**Task description:**
Images are to be excluded from the copy, and the records below reproduced word for word.

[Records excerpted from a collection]
____

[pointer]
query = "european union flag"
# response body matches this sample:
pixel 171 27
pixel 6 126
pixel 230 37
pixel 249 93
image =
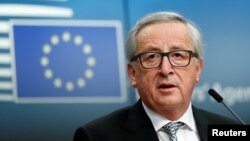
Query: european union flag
pixel 68 61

____

**The completed task:**
[pointer]
query = "european union flag"
# response body matches this sample:
pixel 171 27
pixel 6 126
pixel 230 37
pixel 249 93
image =
Query: european union flag
pixel 68 61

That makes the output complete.